# TASK
Can you reproduce the material below word for word, from the line with "Practice step: indicate the white hockey" up to and including the line with "[1162, 225]", and give nothing else?

# RECORDED INFORMATION
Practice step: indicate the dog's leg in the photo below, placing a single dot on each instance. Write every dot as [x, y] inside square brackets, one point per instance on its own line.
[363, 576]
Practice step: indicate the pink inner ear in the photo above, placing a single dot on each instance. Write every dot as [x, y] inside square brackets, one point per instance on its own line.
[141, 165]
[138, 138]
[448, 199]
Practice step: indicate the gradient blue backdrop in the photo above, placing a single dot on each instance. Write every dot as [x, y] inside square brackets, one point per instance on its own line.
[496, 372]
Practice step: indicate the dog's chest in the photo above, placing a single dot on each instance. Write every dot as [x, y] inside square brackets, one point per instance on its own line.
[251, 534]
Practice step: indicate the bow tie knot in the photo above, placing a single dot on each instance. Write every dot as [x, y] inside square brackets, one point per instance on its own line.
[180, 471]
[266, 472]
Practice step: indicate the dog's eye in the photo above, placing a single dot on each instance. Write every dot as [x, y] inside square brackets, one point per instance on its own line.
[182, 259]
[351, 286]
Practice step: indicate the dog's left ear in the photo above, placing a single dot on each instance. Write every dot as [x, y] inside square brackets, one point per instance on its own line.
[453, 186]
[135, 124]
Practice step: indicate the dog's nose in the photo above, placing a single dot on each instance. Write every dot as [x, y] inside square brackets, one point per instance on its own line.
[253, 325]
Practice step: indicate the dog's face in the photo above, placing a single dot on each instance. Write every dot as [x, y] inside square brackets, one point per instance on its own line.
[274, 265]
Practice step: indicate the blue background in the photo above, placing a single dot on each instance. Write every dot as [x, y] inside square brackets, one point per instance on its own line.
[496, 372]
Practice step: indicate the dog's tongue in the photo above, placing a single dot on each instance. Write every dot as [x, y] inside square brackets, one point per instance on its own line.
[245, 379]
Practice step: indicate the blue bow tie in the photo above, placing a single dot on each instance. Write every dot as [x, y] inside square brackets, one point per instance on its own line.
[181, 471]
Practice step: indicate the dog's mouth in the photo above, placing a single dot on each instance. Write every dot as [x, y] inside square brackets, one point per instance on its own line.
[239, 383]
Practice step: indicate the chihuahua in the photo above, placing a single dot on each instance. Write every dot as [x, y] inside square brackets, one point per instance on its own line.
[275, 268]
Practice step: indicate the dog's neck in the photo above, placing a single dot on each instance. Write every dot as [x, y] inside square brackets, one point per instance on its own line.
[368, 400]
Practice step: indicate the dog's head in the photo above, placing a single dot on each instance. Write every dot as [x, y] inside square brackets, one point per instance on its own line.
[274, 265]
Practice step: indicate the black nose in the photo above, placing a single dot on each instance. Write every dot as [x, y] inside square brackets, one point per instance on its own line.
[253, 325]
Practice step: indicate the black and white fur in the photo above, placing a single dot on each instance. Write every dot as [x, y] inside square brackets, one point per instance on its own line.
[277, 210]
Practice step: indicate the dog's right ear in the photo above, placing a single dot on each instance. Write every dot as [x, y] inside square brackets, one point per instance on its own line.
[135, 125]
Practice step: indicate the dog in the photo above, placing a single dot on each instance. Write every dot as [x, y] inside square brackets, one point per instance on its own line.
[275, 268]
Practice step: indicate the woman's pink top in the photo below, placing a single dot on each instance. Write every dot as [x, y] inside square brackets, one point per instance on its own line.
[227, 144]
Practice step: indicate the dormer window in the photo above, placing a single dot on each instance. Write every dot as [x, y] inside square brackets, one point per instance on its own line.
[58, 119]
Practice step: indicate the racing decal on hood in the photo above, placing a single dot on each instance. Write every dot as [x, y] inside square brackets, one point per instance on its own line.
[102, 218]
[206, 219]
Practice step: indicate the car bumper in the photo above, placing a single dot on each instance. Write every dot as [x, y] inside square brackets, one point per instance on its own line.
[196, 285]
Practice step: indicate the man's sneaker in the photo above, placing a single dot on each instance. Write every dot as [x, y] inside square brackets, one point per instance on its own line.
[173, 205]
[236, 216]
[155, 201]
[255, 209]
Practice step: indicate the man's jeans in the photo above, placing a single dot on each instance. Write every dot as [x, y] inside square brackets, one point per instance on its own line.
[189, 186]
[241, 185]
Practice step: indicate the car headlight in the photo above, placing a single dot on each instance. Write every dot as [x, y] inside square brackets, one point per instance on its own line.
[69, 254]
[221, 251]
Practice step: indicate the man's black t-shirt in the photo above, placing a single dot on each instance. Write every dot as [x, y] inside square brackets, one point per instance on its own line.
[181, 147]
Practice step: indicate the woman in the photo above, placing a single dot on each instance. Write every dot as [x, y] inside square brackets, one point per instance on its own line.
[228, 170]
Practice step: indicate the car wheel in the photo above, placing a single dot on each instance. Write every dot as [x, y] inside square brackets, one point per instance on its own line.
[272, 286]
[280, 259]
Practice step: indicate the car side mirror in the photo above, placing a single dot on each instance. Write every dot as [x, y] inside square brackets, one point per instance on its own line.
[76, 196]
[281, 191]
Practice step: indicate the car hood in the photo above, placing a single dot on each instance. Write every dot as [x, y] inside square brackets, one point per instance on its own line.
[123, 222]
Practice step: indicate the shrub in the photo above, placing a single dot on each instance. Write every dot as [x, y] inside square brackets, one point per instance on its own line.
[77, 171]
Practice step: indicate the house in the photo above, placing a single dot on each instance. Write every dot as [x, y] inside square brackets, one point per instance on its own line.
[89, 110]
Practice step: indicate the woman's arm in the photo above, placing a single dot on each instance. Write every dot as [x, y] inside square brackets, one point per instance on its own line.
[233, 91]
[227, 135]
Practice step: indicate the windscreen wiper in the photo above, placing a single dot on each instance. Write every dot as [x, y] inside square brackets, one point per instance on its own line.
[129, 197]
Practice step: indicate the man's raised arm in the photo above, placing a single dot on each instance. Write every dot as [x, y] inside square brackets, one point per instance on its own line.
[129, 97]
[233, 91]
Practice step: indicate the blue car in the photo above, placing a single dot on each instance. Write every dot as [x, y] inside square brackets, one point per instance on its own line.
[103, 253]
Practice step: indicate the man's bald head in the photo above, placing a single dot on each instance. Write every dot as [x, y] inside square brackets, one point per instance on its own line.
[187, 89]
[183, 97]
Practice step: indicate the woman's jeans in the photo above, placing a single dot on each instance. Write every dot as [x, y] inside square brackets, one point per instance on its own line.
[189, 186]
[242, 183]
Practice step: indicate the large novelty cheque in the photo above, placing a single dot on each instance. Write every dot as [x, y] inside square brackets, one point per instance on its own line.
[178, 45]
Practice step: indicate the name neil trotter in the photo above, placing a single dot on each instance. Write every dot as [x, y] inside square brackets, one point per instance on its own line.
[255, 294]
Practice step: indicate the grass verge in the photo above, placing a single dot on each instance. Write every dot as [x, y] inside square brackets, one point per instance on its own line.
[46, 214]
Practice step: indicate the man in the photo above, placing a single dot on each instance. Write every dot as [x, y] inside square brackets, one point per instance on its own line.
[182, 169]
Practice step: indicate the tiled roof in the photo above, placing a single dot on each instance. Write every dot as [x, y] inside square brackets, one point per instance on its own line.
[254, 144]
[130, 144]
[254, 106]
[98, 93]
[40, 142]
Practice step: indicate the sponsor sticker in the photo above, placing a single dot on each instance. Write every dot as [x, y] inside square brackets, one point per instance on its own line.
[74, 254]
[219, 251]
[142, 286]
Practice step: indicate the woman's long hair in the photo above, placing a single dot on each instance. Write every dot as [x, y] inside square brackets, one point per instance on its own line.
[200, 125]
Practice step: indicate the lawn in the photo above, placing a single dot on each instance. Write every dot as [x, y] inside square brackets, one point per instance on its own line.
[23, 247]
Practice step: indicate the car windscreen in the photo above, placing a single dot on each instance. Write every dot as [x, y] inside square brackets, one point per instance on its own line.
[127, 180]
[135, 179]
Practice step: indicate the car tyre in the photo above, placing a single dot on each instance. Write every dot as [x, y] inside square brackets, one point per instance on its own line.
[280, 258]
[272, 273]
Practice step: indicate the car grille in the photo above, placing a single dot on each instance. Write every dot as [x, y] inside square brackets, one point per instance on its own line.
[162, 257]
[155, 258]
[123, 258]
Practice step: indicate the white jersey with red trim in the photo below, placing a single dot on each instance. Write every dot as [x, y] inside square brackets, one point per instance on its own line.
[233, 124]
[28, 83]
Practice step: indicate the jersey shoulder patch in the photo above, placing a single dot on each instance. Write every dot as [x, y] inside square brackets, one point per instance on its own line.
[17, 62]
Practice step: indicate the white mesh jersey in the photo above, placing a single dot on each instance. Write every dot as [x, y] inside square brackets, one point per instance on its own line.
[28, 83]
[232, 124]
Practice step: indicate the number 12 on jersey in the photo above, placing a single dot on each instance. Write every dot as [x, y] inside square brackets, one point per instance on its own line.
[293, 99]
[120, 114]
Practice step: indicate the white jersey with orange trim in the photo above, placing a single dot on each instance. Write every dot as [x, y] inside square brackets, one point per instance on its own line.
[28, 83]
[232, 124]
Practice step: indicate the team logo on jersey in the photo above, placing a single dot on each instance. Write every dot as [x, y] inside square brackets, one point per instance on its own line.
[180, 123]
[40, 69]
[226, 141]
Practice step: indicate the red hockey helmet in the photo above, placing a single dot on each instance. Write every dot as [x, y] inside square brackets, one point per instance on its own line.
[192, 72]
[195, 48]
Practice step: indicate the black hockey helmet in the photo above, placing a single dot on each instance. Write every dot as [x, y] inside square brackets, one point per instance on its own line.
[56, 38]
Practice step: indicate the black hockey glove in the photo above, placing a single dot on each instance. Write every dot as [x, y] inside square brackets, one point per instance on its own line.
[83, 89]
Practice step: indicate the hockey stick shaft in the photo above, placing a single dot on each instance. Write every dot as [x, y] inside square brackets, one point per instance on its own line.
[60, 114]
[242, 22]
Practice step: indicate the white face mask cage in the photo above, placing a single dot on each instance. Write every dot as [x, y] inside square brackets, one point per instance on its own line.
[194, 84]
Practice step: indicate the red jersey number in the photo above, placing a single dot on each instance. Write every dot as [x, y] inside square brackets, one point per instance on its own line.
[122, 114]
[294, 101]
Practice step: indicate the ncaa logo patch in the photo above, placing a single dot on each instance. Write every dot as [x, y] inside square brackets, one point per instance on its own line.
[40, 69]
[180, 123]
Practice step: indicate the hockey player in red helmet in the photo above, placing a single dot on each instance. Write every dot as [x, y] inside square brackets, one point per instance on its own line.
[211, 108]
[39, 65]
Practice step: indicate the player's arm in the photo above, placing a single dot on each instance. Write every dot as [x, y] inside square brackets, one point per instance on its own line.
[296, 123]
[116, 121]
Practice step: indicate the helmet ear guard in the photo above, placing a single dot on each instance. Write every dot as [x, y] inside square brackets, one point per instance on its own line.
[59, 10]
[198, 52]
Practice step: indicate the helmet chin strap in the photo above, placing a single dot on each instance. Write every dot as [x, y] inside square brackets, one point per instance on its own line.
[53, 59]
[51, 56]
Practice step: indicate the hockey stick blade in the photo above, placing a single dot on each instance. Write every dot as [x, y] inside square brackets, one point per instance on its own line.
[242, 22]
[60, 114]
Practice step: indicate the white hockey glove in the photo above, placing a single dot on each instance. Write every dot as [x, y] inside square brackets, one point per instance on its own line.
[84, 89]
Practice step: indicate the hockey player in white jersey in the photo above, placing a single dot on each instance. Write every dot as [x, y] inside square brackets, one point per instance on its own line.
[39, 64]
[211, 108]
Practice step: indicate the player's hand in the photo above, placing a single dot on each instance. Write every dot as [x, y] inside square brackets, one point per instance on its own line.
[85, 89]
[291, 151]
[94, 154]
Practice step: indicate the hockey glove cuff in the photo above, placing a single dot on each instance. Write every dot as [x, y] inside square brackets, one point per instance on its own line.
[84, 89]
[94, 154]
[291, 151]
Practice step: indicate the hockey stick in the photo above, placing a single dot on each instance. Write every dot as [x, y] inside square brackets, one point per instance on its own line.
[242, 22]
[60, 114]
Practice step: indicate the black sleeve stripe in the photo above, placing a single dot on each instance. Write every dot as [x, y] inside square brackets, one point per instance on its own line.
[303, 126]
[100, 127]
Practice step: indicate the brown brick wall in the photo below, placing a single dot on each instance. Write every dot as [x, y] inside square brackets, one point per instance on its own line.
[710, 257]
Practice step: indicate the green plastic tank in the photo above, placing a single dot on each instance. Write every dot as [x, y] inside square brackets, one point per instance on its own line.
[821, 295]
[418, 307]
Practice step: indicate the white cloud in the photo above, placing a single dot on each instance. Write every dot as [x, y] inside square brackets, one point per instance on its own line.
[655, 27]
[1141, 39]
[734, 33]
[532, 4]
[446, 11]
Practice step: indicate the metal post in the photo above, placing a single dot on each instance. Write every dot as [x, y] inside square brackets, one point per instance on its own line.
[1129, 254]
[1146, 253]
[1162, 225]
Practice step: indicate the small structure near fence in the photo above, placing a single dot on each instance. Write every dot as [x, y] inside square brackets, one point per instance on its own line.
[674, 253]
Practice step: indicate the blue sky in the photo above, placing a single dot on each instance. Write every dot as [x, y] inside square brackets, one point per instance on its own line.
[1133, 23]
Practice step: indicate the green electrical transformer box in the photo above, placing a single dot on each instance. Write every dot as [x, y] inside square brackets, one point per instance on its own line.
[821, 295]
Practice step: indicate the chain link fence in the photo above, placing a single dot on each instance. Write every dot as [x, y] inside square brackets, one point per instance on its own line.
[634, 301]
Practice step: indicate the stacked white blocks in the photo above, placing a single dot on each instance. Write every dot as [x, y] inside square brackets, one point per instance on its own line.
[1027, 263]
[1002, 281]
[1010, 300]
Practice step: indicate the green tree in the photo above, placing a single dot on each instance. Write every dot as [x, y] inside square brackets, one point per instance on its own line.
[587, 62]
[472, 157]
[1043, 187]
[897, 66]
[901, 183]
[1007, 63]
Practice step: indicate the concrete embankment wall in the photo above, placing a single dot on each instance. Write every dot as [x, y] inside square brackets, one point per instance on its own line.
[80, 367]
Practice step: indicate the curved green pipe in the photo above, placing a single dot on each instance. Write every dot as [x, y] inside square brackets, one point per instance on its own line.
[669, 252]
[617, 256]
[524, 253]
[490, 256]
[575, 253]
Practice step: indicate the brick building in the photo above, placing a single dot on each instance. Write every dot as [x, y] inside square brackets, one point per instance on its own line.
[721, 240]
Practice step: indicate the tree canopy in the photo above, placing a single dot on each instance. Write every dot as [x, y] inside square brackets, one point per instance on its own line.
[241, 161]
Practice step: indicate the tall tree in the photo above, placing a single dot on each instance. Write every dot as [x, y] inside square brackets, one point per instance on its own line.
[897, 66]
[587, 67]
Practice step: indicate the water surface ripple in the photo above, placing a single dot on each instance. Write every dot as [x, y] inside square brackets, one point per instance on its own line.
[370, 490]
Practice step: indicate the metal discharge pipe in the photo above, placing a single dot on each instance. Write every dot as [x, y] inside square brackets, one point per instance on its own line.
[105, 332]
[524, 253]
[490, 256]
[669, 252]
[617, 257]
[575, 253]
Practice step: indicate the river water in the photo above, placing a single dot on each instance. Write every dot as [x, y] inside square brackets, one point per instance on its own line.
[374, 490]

# RESULT FOR THIS TASK
Practice step: indicate the white hockey glove in the photo above, placing a single dot on each instance. Write every dot as [x, y] inside square brackets, one point per instance on its own line.
[84, 89]
Practice step: indicate the hockey player in white jersey in the photo above, placing a single dot on each instance. Write every dot as [x, y] inside square brackets, one point per instance on its own line.
[39, 64]
[211, 108]
Practice step: indicate the player's hand in the photo above, placing a single dot on each instance. Write every dot as [x, y] inside square brackets, one point per instance on its own line.
[85, 89]
[291, 151]
[94, 154]
Practice step: indicate the hockey glove cuff in the photo above, placing a single dot on each instance. Write every dot as [x, y] inside square brackets, one point per instance on its own line.
[84, 89]
[94, 154]
[291, 151]
Practice step: indicate the hockey stick in the photo above, placing a single dot on each instance. Write every dot as [x, y] inside square brackets, one point per instance on its own line.
[242, 22]
[60, 114]
Practice step: indicate the black sleeve stripe in the photo above, placing a single dot on each instance. Write every dot as [x, y] inside square brackets, one point per instance on its own line.
[303, 126]
[100, 127]
Practice step: indicate the brown brick wall in the photo below, placing a single dot on each instance. Write every dot as [x, y] inside square brackets, one point per instance on its own line.
[710, 257]
Practice step: indicate the green plastic tank in the photo above, placing a single dot on each instance. Write every dot as [x, y] inside square brackets, one point per instance on its own line.
[821, 295]
[418, 307]
Practice step: indicate the white cloud in the photo above, placing a single dot on each instance. Write every dot as [x, y] inside square brackets, one point per instance on its own line.
[655, 27]
[1141, 39]
[734, 33]
[532, 4]
[446, 11]
Practice step: indicate the metal post in the photo above, placing a single dot on each instance. Write every dot as [x, y] inside square brackets, one point per instance on its own line.
[1129, 254]
[1146, 253]
[1162, 225]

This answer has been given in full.